## ACTIONS TO TAKE
[1] In the EuroSat chapter text, how many samples does the version of the dataset used there contain?
[2] Carry the EuroSat chapter text forward, picking up right after its last sentence.

— Start of PASSAGE —

For general data wrangling, we load in the tidyverse and reshape2 packages. recipes is loaded for data preprocessing, corrplot and GGally for creating correlation visualizations, and gt for printing tables. factoextra is used for visualizing principal component analysis results.

The fourth, appendix section of the text includes an entire chapter devoted to data wrangling with dplyr (Chapter 18), two chapters devoted to making graphs with ggplot2 (Chapters 20 and 21), and a chapter on building tables with gt (Chapter 22). If you find the examples in this chapter difficult to follow, we recommend reviewing or working through the appendix material first.

In this chapter we make use of the EuroSat dataset. This dataset is available on GitHub and Kaggle. This paper introduced the data. The version of the dataset used here consists of 27,597 samples labeled to 10 categories: annual crop, forest, herbaceous vegetation, highway, industrial, pasture, permanent crop, residential, river, and sea/lake. The input data are 64-by-64 pixel image chips generated from the Sentinel-2 Multispectral Instrument (MSI) sensor, and we use 10 of the 13 bands: blue, green, red, red edge 1, red edge 2, red edge 3, near infrared (NIR), NIR (narrow), shortwave infrared 1 (SWIR1), and SWIR2. The imagery have a spatial resolution of 10 m, so each chip covers an area of 640-by-640 m. All of the data are from European countries. Since we are working with tabulated data in this chapter, each 64-by-64 pixel chip has been aggregated to 10 band means.

— End of PASSAGE —
— Start of RECORDED DATA —

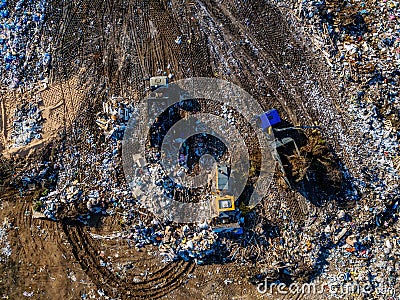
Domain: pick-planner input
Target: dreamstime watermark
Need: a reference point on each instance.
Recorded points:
(144, 177)
(322, 288)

— End of RECORDED DATA —

## ANSWERS PROVIDED
[1] 27,597 samples.

[2]
We begin by (1) saving our folder path to a variable, (2) defining a vector of colors using hex codes for visualizing the different land cover classes, and (3) reading in the tabulated version of the EuroSat dataset. These data have already been partitioned into training, validation, and test subsets. These data are read using read_csv() from readr. We also convert all character columns to factors and drop unneeded columns. After these processing steps, each tibble consists of a factor column that provides the land cover class for each sample (“class”) and 10 columns representing the image band means for the blue, green, red, red edge 1, red edge 2, red edge 3, NIR, narrow NIR, SWIR1, and SWIR2 bands.

fldPth <- "gslrData/chpt3/data/"

classColors <- c("#ff7f0e","#2ca02c","#8c564b","#d62728","#9467bd","#bcbd22","#e377c2","#7f7f7f","#1f77b4","#17becf")

euroSatTrain <- read_csv(str_glue("{fldPth}train_aggregated.csv")) |> 
  mutate_if(is.character, as.factor) |>
  select(-1, -code)

euroSatTest <- read_csv(str_glue("{fldPth}test_aggregated.csv")) |> 
  mutate_if(is.character, as.factor) |>
  select(-1, -code)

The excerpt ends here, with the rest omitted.